Reproduce every line of the records that follow, character for character and in the same order.

───── Material to process

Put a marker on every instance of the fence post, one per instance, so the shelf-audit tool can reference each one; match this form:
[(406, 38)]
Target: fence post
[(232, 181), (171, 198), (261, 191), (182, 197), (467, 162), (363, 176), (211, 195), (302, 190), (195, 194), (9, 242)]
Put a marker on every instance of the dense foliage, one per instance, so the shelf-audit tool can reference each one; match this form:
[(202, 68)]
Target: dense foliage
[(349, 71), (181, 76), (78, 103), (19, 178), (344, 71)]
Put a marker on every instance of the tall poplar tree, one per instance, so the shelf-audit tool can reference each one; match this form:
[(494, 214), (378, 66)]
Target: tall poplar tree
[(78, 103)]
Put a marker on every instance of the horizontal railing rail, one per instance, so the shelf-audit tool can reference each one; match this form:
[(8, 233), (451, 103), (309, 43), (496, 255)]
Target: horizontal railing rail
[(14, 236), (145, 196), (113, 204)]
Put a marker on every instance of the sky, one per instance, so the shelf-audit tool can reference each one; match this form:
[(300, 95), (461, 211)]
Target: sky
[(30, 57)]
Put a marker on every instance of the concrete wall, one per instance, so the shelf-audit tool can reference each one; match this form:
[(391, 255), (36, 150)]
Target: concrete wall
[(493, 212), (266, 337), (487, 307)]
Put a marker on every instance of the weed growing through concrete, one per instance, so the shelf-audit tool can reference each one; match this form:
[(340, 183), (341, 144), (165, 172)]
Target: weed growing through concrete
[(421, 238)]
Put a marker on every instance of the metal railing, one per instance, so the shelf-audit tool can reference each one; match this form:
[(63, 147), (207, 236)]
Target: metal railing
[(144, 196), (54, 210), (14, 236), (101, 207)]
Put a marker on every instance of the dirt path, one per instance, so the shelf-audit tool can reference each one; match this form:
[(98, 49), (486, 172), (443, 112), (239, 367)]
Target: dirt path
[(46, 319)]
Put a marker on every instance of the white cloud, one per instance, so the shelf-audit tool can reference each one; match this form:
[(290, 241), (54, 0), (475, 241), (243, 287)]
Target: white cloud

──────────

* **Output of the exercise**:
Put a marker on every instance of the fence post, one per instance, so the shelf-audit tool can reference each one; match this form:
[(406, 38)]
Target: fence post
[(232, 181), (171, 198), (261, 191), (182, 197), (467, 162), (363, 176), (211, 195), (302, 190), (195, 194), (9, 242)]
Put a marker on every instance of the dense foliage, one per instance, so the shelf-audit tool can reference each one; match this form:
[(202, 68)]
Target: dense foliage
[(349, 71), (181, 76), (78, 103), (19, 178), (344, 71)]
Put a marker on every instance of the tall poplar tree, one per instance, so the shelf-audit tool can reference each one; match this form:
[(494, 214), (378, 66)]
Target: tall poplar tree
[(78, 103)]
Put a marker on every instance of the horizontal railing rail, one per instance, so the shelf-audit tool can reference each one; match this form:
[(8, 233), (451, 103), (309, 43), (496, 255)]
Target: horizontal railing rail
[(14, 236), (145, 196), (113, 204)]
Put a marker on every instance of the sky, one per instance, so the shelf-audit tool can reference each one; match this form:
[(300, 95), (461, 211)]
Target: sky
[(30, 57)]
Put a marker on every instance of the concrete wall, one per instance, so the shelf-audit tool can reference each one; match this form:
[(391, 255), (36, 150)]
Target: concrete wall
[(493, 212), (266, 337), (487, 307)]
Put a marker on every instance of the weed growing through concrete, one per instance, so the shelf-audit tool can reference each one; match this form:
[(340, 183), (341, 144), (165, 172)]
Target: weed growing through concrete
[(421, 238)]
Put a marker on every instance of the metal railing, one per instance, so the shelf-audit tool can reference each one; match this form:
[(63, 147), (207, 236)]
Target: metal railing
[(144, 196), (54, 210), (14, 236), (101, 207)]
Put a marker on every instance of the dirt path, one per instance, so the shelf-audit tool can reference each one; match this form:
[(98, 49), (486, 172), (443, 112), (239, 367)]
Target: dirt path
[(46, 319)]
Put a marker on every instance of the white cloud, one per instance, so the shelf-audit tool can reference each one; match this form:
[(290, 241), (54, 0), (475, 241), (243, 287)]
Target: white cloud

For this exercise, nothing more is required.